◆ Work instructions:
[1] Reproduce the passage from the gator oscillator text, starting with "Bill Williams developed" and going on through "Gator Oscillator indicator?".
[2] Condense the paragraph of the gator oscillator text that begins "Bill Williams developed the gator oscillator" into a short bulleted list that keeps its main facts.
[3] In the gator oscillator text, which trading terminal includes the indicator in its basic set of technical analysis tools?

Bill Williams developed the gator oscillator for his trading strategy based on the principles of the chaos theory. It can give a visually more pleasing interpretation of the alligator indicator, which it is usually used in conjunction with it. The indicator is included in the basic set of technical analysis tools of the MetaTrader trading terminal and, according to Williams, it shows well the “sleep” period, which means the end of the trend, lateral (flat) market movement and the moment when the alligator “wakes up,” that is, the appearance of a new trend on the market. Bill Williams also created the accelerator oscillator and awesome oscillator which help to form his trading strategy template that is readily available in the popular MetaTrader platforms.
What is the Gator Oscillator indicator?

◆ Data for analysis:
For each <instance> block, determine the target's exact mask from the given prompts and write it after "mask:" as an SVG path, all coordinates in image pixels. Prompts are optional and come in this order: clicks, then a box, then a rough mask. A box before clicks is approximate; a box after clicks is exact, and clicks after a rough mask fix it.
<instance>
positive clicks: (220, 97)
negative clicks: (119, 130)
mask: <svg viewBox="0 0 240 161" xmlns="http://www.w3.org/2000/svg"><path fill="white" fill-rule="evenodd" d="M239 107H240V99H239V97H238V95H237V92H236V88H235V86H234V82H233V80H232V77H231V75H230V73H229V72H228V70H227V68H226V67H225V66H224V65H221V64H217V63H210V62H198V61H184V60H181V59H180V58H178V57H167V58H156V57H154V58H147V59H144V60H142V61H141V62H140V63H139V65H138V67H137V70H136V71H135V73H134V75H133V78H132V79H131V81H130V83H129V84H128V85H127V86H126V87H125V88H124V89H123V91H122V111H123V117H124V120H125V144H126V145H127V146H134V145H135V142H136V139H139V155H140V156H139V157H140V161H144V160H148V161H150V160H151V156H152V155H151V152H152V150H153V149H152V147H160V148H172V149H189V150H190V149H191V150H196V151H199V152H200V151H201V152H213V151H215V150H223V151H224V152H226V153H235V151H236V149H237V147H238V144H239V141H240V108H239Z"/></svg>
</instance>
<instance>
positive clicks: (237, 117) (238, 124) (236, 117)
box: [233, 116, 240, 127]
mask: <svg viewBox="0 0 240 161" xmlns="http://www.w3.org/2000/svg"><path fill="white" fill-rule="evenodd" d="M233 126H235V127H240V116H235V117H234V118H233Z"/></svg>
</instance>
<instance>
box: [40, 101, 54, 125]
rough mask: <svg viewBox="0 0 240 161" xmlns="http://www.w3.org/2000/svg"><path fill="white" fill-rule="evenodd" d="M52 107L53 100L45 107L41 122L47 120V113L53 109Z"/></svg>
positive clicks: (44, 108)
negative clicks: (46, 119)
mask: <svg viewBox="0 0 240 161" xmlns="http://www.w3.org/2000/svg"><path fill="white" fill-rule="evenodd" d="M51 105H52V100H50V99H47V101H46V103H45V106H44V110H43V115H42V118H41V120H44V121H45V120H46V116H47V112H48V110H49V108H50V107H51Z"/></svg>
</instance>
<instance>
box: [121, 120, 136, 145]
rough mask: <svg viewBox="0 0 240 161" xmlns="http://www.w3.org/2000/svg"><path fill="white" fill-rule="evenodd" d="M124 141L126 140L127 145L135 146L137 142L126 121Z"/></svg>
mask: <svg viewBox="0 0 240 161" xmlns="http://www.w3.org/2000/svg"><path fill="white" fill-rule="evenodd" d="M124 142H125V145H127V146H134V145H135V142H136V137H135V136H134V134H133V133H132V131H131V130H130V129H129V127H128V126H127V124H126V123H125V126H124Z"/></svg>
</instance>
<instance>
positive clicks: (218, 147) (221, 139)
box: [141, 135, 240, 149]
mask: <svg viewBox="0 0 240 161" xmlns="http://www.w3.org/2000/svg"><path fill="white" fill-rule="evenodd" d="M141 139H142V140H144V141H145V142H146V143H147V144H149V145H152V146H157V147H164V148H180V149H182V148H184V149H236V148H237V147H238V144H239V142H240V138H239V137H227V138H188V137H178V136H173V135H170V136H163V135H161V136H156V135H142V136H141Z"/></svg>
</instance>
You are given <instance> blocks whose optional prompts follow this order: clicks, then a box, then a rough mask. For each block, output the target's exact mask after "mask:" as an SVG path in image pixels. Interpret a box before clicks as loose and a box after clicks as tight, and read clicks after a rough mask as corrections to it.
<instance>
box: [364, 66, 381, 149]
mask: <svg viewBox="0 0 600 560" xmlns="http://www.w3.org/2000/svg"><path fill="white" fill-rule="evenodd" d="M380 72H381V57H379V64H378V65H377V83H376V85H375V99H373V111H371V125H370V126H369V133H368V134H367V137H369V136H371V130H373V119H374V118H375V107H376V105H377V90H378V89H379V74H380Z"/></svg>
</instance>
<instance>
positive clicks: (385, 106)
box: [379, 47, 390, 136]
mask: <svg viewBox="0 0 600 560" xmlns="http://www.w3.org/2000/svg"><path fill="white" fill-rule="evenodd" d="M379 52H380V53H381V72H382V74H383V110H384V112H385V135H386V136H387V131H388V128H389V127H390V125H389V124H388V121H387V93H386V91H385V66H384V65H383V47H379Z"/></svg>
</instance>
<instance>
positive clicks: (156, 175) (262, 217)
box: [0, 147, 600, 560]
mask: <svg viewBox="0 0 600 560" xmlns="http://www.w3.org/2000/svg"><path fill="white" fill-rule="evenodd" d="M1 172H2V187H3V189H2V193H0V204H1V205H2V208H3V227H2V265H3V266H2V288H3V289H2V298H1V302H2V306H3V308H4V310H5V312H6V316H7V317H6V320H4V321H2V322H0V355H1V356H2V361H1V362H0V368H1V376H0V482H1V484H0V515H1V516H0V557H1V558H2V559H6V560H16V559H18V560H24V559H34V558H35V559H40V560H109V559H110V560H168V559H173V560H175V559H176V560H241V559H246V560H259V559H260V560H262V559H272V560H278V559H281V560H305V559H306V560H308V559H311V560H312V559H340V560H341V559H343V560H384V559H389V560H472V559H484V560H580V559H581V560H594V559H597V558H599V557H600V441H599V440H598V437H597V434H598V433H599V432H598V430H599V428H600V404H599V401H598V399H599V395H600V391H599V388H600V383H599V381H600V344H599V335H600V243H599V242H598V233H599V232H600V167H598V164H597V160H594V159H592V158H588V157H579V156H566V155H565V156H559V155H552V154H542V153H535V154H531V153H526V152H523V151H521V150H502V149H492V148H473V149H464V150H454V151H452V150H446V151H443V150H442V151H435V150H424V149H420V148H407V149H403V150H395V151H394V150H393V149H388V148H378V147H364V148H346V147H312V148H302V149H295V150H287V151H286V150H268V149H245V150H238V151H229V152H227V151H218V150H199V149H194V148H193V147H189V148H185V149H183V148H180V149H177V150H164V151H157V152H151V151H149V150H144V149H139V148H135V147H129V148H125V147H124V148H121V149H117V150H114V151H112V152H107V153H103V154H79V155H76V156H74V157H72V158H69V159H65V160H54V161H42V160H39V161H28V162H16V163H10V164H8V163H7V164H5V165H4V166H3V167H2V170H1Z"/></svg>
...
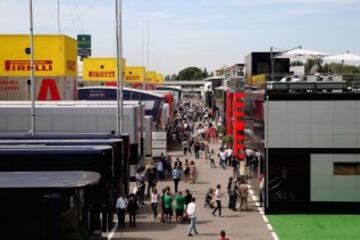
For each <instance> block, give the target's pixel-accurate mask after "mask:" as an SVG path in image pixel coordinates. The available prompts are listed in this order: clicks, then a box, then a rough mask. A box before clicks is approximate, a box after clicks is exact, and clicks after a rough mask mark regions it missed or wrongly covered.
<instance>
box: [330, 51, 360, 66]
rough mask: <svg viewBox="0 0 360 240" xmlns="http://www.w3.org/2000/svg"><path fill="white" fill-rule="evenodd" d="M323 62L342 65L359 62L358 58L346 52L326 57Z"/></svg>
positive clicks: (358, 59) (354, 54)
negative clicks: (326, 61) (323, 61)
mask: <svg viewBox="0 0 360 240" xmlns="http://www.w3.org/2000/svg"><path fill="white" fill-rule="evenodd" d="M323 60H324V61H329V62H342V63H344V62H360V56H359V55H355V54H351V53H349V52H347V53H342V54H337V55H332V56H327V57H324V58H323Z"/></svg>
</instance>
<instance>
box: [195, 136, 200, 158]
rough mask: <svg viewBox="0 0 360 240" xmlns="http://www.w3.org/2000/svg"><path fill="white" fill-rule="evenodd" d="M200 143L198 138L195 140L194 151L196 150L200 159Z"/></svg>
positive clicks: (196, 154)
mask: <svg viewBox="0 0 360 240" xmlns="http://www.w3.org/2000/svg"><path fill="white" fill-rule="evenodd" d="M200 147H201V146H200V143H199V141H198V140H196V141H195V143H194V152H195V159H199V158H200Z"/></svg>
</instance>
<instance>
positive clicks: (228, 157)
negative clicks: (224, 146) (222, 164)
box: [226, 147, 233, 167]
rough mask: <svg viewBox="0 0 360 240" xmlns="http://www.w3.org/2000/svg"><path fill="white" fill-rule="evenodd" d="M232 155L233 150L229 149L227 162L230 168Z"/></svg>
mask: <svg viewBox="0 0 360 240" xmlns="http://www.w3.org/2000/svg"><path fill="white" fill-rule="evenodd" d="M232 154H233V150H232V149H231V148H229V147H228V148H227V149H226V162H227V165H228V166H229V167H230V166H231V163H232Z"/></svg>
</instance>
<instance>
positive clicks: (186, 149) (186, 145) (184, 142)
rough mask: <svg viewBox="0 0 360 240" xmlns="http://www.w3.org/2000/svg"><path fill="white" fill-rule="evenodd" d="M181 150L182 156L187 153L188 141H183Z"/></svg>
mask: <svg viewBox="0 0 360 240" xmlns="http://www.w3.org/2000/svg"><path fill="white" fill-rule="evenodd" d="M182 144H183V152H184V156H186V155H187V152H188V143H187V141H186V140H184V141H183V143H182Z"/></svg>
* * *
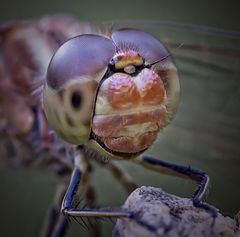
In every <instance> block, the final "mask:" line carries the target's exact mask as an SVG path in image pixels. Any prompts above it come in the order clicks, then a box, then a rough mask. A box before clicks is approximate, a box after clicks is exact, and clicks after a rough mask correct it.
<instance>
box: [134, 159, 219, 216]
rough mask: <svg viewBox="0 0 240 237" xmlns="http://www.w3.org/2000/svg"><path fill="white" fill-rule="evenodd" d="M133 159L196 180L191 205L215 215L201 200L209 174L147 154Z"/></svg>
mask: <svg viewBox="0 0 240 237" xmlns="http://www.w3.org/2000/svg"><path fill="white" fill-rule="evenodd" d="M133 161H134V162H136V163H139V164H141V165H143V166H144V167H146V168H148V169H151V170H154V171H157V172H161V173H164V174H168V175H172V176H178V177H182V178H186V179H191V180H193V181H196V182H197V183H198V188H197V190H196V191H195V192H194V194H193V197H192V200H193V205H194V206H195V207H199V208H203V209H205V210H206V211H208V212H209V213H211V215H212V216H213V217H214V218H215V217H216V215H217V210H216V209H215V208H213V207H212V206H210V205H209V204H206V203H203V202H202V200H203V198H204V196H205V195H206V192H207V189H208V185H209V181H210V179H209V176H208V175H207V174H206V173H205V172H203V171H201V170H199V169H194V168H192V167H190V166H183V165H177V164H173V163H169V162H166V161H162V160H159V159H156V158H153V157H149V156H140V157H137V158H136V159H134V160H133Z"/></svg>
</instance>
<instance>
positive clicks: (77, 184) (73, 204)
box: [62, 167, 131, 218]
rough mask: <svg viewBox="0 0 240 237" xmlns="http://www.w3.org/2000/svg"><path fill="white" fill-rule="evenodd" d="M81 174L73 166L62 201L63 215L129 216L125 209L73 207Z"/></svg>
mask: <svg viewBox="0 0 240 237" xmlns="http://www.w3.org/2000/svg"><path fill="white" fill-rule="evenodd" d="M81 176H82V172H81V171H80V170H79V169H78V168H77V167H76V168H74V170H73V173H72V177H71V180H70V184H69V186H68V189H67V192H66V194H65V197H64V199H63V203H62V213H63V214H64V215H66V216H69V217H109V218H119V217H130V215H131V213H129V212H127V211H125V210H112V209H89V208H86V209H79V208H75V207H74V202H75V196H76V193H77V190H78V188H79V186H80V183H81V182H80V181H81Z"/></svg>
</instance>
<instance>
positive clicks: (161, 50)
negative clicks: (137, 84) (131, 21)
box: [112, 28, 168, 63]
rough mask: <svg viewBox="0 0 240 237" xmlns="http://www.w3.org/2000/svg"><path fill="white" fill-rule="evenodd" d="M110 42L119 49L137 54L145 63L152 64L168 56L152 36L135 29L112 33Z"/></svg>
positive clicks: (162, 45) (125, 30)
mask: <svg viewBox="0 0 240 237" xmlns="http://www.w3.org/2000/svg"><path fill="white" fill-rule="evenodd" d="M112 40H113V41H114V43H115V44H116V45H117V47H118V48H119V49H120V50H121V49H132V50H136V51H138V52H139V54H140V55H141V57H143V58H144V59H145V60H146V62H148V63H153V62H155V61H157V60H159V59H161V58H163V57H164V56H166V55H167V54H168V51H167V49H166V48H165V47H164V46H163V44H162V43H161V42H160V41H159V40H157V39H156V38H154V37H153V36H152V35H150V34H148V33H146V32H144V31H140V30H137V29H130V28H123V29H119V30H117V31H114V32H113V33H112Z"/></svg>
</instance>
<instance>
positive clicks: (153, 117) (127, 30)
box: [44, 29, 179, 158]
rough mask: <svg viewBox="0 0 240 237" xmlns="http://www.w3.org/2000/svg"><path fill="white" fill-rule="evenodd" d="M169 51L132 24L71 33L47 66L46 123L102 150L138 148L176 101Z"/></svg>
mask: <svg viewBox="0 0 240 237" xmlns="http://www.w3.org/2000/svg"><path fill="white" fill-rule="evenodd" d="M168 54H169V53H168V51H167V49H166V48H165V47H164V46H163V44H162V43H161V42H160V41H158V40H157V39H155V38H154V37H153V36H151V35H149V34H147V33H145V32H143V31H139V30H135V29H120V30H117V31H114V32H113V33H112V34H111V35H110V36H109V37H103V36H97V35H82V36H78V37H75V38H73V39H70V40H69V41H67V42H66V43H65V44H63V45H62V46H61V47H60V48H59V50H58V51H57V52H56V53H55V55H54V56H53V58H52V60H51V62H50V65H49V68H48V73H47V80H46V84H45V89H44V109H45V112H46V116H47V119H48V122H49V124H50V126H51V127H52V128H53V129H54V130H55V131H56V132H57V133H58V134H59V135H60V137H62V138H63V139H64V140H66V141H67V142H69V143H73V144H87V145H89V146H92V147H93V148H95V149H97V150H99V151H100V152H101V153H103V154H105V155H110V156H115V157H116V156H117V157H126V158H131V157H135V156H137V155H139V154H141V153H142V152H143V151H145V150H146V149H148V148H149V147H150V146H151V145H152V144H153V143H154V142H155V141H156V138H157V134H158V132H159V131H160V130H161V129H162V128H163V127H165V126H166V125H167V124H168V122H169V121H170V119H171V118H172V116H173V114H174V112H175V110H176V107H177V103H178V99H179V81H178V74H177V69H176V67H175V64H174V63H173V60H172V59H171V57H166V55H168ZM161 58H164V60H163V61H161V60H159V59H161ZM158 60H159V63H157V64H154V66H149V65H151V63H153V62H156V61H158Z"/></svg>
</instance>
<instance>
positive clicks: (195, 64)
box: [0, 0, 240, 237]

◆ Answers to the tasks:
[1]
Bill Williams developed the gator oscillator for his trading strategy based on the principles of the chaos theory. It can give a visually more pleasing interpretation of the alligator indicator, which it is usually used in conjunction with it. The indicator is included in the basic set of technical analysis tools of the MetaTrader trading terminal and, according to Williams, it shows well the “sleep” period, which means the end of the trend, lateral (flat) market movement and the moment when the alligator “wakes up,” that is, the appearance of a new trend on the market. Bill Williams also created the accelerator oscillator and awesome oscillator which help to form his trading strategy template that is readily available in the popular MetaTrader platforms.
What is the Gator Oscillator indicator?

[2]
- Bill Williams created the gator oscillator for his chaos-theory-based trading strategy.
- It offers a more visually pleasing reading of the alligator indicator and is usually used with it.
- It is part of MetaTrader's basic technical analysis tools.
- According to Williams, it shows the "sleep" period (trend end, flat market) and the alligator "waking up" (a new trend).
- Williams also created the accelerator and awesome oscillators, which help form his trading strategy template in MetaTrader platforms.

[3] The MetaTrader trading terminal.